▶ [Job 1] In the passage about working from home as a writer, substitute "online distractions" for "social media" in the stretch that begins at the words "It’s actually harder" and stops after "what I love.".
▶ [Job 2] Could you proceed with the passage about working from home as a writer, picking up after its final sentence?

▶ [Document text]
═══

I am not saying this is the wrong way to have a role. It certainly works for billions of other people out there. It’s just not for me.
I tried it many, many times. I always felt something was lacking. I felt stifled and trapped in a box not of my own devising.
I know some people think writers or even the self-employed have it so much easier than those who have to haul their arses to a work place. I beg to differ.
Yes, we don’t have to put on a suit and endure the car or train journey, but we do have to be accountable if we want to make it work.
It’s actually harder for me working from home to make sure work gets done than having a bitchy boss cracking the whip to have those reports in. We all know how easy it is to procrastinate when work needs to be done.
A writer has to fight the temptation to give in to the lures of social media because the computer is up and running, dealing with the endless people who knock on their door or phone, along with establishing a routine to their day.
We can often find ourselves working too hard (yes, it happens) and getting so engrossed in our writing we forget to eat or pee.
I know I’m not a conventional work horse. I work better at home, doing what I love.

═══

Records of labeled points:
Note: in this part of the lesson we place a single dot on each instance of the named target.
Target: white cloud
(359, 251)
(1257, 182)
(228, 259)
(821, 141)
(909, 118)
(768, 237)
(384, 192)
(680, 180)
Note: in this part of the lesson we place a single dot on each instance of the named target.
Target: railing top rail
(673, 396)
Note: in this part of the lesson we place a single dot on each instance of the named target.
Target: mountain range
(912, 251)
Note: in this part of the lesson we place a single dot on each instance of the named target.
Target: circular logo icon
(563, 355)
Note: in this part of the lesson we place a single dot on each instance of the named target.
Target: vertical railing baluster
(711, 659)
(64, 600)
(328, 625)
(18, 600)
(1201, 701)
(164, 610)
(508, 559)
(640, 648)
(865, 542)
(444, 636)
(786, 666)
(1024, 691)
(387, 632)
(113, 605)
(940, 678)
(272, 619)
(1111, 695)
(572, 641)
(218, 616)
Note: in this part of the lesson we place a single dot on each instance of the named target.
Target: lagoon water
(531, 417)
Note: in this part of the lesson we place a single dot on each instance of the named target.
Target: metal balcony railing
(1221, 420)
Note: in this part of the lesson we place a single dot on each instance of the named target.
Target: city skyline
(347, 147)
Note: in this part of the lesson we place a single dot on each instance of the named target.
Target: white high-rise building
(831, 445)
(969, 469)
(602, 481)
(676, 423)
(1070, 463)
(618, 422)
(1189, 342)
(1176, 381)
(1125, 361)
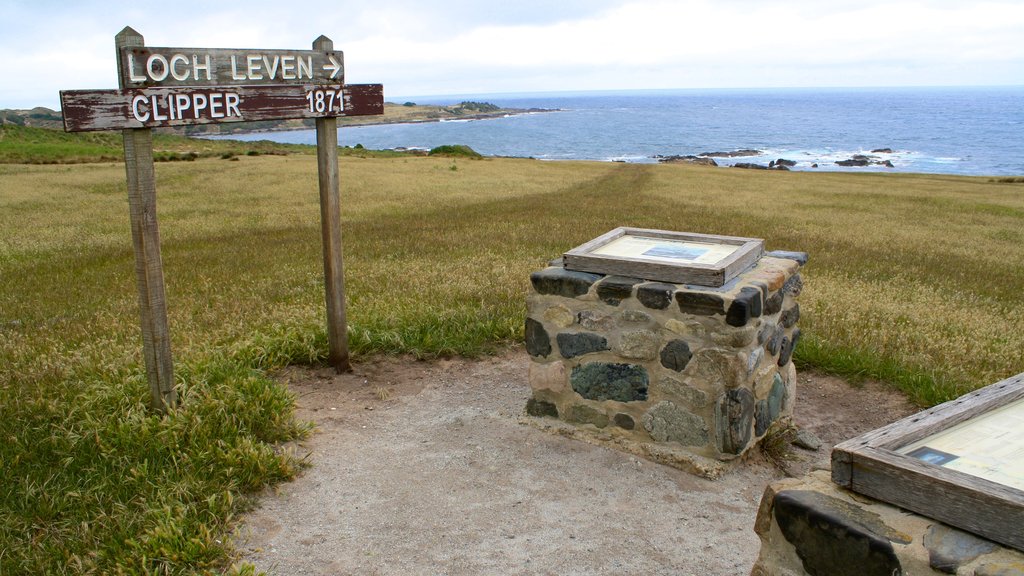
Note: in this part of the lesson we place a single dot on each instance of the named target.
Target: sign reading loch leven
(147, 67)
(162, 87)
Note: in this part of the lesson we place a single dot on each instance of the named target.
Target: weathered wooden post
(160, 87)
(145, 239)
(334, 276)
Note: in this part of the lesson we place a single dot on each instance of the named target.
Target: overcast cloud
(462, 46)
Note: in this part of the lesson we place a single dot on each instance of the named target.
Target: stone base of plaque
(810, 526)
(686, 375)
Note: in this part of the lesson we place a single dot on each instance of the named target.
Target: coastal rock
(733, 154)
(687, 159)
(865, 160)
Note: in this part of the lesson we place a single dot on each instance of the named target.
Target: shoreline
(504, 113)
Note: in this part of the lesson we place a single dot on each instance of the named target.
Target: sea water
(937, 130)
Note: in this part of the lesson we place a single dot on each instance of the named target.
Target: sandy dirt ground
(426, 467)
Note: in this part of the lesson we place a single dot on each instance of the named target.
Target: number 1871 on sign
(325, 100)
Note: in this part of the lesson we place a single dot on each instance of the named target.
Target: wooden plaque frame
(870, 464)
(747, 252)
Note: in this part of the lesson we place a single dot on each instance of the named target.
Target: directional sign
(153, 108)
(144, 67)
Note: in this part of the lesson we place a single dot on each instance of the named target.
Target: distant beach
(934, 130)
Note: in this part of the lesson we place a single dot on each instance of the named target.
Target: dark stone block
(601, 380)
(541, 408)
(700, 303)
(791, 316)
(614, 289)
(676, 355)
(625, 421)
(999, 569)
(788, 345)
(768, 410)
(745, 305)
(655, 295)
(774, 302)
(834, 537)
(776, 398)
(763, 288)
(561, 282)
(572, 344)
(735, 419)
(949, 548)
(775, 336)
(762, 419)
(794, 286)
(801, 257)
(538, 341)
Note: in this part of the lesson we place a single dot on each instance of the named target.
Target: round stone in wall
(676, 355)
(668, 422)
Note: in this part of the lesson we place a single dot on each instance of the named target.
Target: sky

═══

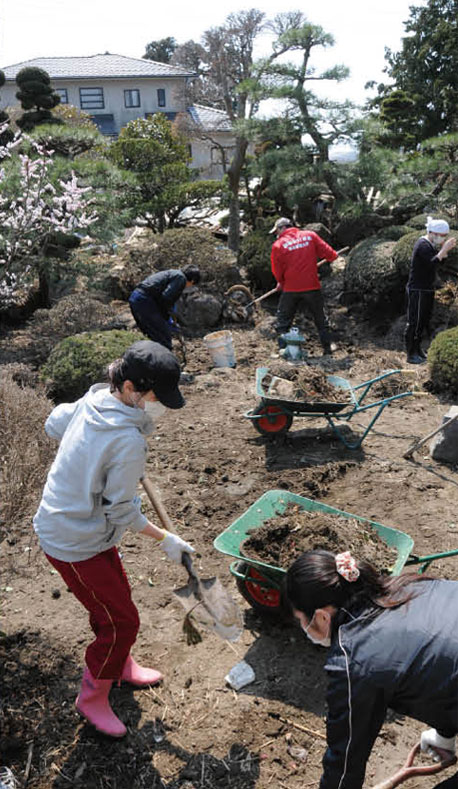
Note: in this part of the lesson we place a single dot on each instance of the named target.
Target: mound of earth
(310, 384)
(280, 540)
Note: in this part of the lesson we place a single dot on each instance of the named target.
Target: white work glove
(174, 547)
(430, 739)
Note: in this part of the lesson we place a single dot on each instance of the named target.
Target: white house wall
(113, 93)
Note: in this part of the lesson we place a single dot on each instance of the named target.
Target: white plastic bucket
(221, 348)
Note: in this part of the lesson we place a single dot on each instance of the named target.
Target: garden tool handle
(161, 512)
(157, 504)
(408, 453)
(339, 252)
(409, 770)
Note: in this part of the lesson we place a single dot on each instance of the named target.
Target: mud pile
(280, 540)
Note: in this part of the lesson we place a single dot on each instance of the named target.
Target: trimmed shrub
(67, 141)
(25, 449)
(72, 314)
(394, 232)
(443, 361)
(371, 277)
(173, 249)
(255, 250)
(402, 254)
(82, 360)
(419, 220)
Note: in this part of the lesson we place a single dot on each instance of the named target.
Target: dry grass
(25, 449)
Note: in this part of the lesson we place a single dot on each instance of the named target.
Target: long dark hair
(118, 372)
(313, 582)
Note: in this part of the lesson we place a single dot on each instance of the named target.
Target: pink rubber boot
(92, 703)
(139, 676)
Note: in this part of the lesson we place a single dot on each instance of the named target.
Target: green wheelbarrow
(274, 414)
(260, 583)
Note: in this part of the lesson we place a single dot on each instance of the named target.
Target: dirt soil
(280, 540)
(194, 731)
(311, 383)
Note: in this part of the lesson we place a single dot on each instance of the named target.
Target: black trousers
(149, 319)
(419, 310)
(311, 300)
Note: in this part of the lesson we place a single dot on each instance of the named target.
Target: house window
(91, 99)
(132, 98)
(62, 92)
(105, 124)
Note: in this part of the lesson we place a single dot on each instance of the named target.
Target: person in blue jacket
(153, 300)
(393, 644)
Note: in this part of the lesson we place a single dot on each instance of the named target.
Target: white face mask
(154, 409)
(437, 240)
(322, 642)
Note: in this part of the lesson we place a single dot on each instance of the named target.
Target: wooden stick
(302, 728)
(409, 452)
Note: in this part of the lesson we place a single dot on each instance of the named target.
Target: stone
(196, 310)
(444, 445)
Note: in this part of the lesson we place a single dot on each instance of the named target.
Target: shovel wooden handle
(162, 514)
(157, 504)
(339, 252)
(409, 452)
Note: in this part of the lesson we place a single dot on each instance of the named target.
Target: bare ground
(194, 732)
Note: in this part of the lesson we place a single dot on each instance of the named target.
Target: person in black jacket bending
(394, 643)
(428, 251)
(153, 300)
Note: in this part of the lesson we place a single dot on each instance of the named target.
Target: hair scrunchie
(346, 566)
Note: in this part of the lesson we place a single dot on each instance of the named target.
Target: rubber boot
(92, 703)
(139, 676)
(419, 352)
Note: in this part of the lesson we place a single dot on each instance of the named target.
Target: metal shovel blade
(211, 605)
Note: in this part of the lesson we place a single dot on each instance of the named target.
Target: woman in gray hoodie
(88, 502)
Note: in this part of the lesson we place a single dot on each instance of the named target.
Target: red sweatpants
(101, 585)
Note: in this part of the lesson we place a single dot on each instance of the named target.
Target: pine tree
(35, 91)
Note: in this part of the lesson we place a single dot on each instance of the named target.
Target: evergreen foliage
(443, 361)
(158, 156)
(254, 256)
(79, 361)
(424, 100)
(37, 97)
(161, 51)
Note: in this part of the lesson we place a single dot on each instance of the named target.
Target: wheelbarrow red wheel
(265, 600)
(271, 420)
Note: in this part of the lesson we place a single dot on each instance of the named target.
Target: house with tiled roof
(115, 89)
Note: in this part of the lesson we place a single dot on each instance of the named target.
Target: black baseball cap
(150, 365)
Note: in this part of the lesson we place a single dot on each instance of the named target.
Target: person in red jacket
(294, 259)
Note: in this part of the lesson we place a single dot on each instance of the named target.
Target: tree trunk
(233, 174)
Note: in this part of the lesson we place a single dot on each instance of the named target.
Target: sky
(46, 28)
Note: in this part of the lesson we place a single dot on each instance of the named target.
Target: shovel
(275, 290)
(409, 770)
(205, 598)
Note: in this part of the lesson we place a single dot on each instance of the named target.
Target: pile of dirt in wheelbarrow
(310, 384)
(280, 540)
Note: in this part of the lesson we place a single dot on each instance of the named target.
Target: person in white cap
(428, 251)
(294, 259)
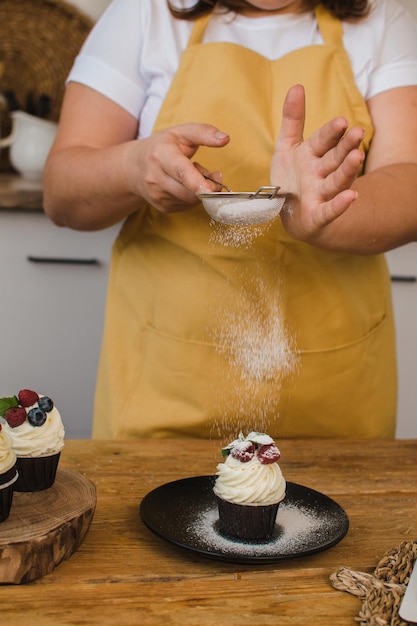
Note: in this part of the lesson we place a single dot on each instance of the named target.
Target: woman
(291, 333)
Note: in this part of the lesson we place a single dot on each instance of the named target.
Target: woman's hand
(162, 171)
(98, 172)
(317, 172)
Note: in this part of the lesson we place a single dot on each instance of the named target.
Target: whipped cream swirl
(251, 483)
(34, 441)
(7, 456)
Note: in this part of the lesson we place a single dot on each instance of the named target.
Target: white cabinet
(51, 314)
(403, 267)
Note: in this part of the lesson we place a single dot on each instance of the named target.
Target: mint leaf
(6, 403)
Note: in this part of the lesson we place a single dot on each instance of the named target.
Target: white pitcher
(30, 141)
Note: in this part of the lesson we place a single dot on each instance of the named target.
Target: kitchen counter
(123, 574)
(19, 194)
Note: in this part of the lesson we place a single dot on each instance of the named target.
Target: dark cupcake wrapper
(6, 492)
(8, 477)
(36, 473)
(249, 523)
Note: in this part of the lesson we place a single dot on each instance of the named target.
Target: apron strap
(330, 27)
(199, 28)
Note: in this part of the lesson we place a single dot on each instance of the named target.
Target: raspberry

═══

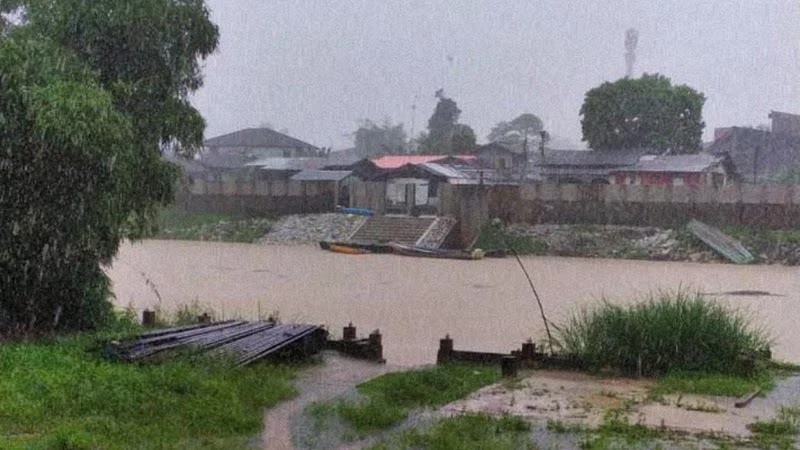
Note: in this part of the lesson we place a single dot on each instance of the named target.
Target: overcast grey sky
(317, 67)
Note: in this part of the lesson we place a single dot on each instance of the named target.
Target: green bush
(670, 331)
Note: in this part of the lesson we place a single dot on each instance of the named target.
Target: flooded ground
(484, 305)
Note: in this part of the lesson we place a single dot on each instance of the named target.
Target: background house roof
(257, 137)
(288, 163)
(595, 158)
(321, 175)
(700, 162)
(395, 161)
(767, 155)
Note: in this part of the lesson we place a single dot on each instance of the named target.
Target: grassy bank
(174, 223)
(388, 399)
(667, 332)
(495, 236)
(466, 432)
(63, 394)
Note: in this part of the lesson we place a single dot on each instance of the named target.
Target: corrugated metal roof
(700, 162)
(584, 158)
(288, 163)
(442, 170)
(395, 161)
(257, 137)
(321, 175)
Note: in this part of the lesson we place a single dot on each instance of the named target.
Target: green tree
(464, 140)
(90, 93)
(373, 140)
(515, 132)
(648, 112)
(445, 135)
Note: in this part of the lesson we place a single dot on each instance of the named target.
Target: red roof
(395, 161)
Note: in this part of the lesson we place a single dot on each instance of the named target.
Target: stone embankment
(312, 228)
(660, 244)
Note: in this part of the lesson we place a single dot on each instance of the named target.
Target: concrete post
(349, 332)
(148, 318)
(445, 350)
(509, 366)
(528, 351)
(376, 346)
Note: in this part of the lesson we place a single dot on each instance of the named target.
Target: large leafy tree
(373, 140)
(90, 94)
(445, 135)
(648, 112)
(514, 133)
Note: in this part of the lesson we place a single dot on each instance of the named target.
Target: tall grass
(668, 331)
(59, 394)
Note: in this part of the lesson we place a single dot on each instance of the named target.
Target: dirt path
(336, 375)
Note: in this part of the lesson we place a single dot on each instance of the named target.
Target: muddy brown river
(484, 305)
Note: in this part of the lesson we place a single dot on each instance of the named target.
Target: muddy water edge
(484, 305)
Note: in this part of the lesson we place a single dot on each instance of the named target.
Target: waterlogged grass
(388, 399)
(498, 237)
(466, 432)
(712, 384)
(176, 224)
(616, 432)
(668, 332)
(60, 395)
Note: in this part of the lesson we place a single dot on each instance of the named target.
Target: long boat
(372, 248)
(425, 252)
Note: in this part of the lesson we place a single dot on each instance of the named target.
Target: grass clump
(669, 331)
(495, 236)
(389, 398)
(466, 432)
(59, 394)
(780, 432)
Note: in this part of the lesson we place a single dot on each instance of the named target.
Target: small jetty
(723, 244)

═══

▶ [Final result 1]
It’s actually harder for me working from home to make sure work gets done than having a bitchy boss cracking the whip to have those reports in. We all know how easy it is to procrastinate when work needs to be done.
A writer has to fight the temptation to give in to the lures of online distractions because the computer is up and running, dealing with the endless people who knock on their door or phone, along with establishing a routine to their day.
We can often find ourselves working too hard (yes, it happens) and getting so engrossed in our writing we forget to eat or pee.
I know I’m not a conventional work horse. I work better at home, doing what I love.

▶ [Final result 2]
I am also aware of how incredibly fortunate I am that I get to do this. That comes with its own pressures. I still struggle with not doing a job that has financial gains for my efforts. I am working harder than I’ve ever done. It’s not all sneaky TV watching and kips you know.
I know I’ve adopted a profession where hardly any money is made for the majority. Sometimes I feel guilty I’m not contributing to the household money pot. This guilt is my own. My husband thinks it’s a privilege to support me and us in an endeavour I love.
I am the archetypal struggling artist in some ways because I work hard, create, put it out there and have to accept, for now, that it’s about exposure, marketing, and a stepping stone hopefully towards other things.
I am not on the poverty line and I’m thankful for that. I do want to make money from my writing. I’m not that worthy. I don’t just do it for the love of it. I want to sell books. There’s nothing wrong in stating that. Spare me the tales of how writers never make money. I’m a realist as well as a dreamer.
This is my chosen life and I know I’m blessed because I’m doing something millions probably wish they could do. I’m aware that becoming a writer is often the top occupational dream in surveys.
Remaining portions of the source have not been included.